----- TASK INPUT
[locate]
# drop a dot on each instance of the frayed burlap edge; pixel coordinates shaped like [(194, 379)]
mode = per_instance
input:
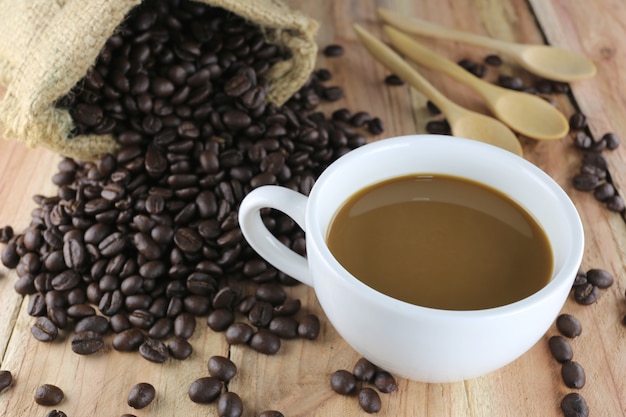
[(70, 43)]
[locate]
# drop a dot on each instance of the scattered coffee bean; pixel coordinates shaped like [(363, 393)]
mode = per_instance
[(568, 325), (141, 395), (574, 405), (309, 327), (510, 82), (6, 379), (612, 140), (364, 370), (577, 121), (205, 390), (87, 342), (154, 350), (394, 80), (600, 278), (179, 348), (573, 374), (333, 50), (369, 400), (586, 294), (44, 329), (222, 368), (229, 404), (560, 349), (48, 394), (343, 382), (385, 382)]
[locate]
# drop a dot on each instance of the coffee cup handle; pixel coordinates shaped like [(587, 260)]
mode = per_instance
[(290, 202)]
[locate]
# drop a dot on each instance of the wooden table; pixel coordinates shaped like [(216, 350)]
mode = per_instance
[(296, 380)]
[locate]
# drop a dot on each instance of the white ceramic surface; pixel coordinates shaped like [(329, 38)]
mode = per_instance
[(422, 344)]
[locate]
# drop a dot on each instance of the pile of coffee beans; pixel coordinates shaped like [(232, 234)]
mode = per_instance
[(587, 285), (141, 242), (586, 289), (349, 383), (594, 174)]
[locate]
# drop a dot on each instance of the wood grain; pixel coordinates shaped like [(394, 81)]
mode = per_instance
[(295, 380)]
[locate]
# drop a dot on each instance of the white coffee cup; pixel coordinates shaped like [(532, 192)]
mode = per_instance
[(423, 344)]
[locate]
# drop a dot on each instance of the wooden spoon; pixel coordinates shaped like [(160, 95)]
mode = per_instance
[(464, 123), (525, 113), (546, 61)]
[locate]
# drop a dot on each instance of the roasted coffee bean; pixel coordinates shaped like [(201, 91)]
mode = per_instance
[(604, 191), (48, 394), (229, 404), (154, 350), (261, 314), (56, 413), (343, 382), (141, 395), (333, 50), (222, 368), (568, 325), (586, 294), (179, 348), (438, 127), (44, 329), (265, 342), (574, 405), (369, 400), (573, 374), (577, 121), (364, 370), (393, 79), (309, 327), (6, 379), (510, 82), (220, 319), (238, 334), (611, 140), (205, 390), (128, 340), (87, 342), (184, 325), (161, 328), (385, 382), (560, 349)]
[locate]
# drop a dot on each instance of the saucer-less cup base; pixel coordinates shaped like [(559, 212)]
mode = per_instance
[(422, 344)]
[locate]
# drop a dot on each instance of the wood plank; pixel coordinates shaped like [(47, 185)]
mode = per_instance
[(296, 380)]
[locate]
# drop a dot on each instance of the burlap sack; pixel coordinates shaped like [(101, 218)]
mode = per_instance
[(46, 46)]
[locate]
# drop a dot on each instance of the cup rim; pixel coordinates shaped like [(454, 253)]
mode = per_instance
[(560, 278)]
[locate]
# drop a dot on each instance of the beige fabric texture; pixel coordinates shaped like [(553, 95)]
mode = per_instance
[(47, 46)]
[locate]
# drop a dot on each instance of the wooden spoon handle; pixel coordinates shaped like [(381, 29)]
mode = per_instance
[(402, 69), (422, 27), (425, 57)]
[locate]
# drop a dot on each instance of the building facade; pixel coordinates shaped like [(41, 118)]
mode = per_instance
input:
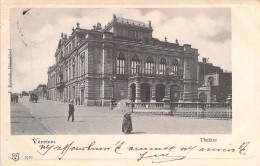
[(122, 60), (41, 91), (215, 85)]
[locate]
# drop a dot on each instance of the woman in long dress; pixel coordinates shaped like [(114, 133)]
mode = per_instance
[(127, 123)]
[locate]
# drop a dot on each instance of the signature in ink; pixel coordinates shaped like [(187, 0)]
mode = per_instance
[(164, 155)]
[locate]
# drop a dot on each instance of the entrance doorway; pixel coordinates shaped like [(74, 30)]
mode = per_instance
[(174, 93), (160, 92), (203, 97), (145, 92), (133, 92), (82, 97)]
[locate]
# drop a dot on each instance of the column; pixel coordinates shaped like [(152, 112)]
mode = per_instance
[(167, 90), (153, 92), (138, 90)]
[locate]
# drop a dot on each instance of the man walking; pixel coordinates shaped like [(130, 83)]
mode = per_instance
[(71, 110)]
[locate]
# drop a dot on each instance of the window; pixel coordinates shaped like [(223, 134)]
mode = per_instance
[(73, 70), (162, 66), (120, 64), (67, 50), (210, 81), (82, 63), (149, 65), (135, 64), (73, 43), (119, 31), (69, 47), (175, 67)]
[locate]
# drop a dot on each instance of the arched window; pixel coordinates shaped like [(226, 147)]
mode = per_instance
[(120, 64), (134, 64), (162, 65), (149, 65), (210, 81), (82, 65), (175, 67)]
----------
Scan the material above for the string "wooden", and copy every line where it is found.

# drop a dot on each instance of the wooden table; pixel coordinates shaped like [(216, 350)]
# drop a dot on each instance of the wooden spoon; pixel coordinates shaped like [(160, 95)]
# drop a dot on each instance of the wooden spoon handle; pixel coordinates shaped like [(381, 29)]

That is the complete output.